▶ [Natural language region descriptions]
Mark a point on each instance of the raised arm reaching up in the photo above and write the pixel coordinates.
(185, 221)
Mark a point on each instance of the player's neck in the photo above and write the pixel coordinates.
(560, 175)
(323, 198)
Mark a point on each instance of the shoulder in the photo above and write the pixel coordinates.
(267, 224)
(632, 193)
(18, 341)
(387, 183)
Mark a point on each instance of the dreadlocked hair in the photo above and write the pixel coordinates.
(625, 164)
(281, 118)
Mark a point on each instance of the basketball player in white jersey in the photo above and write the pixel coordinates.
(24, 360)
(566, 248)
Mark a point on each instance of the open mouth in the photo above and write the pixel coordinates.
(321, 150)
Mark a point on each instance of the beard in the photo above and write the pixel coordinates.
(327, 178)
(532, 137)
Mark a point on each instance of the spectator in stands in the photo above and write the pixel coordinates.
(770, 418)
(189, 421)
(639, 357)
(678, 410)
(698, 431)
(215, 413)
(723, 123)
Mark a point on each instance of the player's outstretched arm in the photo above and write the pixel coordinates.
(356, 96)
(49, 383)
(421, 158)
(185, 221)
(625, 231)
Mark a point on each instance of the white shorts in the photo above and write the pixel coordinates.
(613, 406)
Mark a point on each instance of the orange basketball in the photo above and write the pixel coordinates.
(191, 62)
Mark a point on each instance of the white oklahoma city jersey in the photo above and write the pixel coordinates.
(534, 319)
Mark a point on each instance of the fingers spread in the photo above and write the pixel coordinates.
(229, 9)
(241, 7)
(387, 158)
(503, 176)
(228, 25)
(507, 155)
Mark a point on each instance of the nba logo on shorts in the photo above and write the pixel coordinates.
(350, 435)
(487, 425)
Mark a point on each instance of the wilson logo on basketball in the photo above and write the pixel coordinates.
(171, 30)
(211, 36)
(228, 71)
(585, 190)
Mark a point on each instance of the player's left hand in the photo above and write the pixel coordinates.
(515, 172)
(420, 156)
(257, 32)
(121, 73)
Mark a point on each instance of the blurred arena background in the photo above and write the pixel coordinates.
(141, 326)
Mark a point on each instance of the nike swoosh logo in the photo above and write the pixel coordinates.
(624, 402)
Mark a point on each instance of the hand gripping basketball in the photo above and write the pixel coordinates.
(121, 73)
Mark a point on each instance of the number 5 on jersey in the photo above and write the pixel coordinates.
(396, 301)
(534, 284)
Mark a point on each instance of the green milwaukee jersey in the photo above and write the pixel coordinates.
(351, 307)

▶ [HOW TO COMPLETE THIS TASK]
The records above are to be set down again exactly as written.

▶ [ANSWER SPACE]
Mark a point on each instance of the raised arm reaching up in the photo above and write the pixel coordinates.
(185, 221)
Mark a point on each instance of the player's neck in the photo above and write the pixel coordinates.
(560, 175)
(323, 198)
Mark a point on each instance of the shoulder in the photo above and write the pixel coordinates.
(267, 224)
(632, 193)
(18, 341)
(387, 183)
Mark a point on each instance of the dreadlocked hair in the photo above and write the pixel coordinates.
(625, 164)
(281, 118)
Mark a point on each instance of the basketball player in white jersey in the photo above and write the pixel coordinates.
(24, 360)
(566, 248)
Mark a point on each instance of the open mouth in the photo above and write the pixel coordinates.
(321, 150)
Mark a point on each instance of the beard in the photo above and write the pixel coordinates.
(327, 178)
(532, 137)
Mark a point on each instance of the spectator in stands in the photo above and write the pixel coordinates.
(770, 418)
(189, 421)
(639, 357)
(678, 410)
(698, 431)
(215, 413)
(723, 123)
Mark a point on each instance of the player's outstretched arm in the photo above and write the pixel coordinates.
(356, 96)
(49, 383)
(421, 158)
(185, 221)
(625, 231)
Mark a point on each instance of the white shorts in the photo above and write the pixel coordinates.
(613, 406)
Mark a point on each instance of the orange basketball in the photo above and write the pixel coordinates.
(191, 62)
Mark a point on each instance of the white oklahoma city jersey in the photo above and write the pixel coordinates.
(534, 319)
Mark a point on each instance of the fingers spread in the photo above and write the pixel coordinates.
(229, 9)
(241, 7)
(387, 158)
(503, 176)
(228, 25)
(507, 155)
Mark a point on each instance of the nba logo on shorts in the photo above and write the pixel coordinates.
(350, 435)
(487, 425)
Mark a point on each instance of the wilson logo on basketball in the photo above and write the pixel coordinates.
(171, 30)
(211, 36)
(228, 71)
(585, 190)
Mark a point on each instance of the player's left hand in the photo above and write the pixel coordinates.
(515, 172)
(420, 156)
(257, 32)
(121, 73)
Mark a point on each instance of the blurred arena background in the photo above and write the pixel coordinates.
(141, 326)
Mark a point on each instance of the nike swoosh logo in the photo above and write the pixel coordinates.
(624, 402)
Mark a point on each instance of the hand gripping basketball in the photo above and write the pixel coordinates.
(121, 73)
Mark a point on each instance of the number 5 on jersey in the photo above and write the pixel coordinates.
(396, 301)
(534, 284)
Mark a point on each instance of the green milwaukee jersey in the photo above and write the pixel coordinates.
(351, 307)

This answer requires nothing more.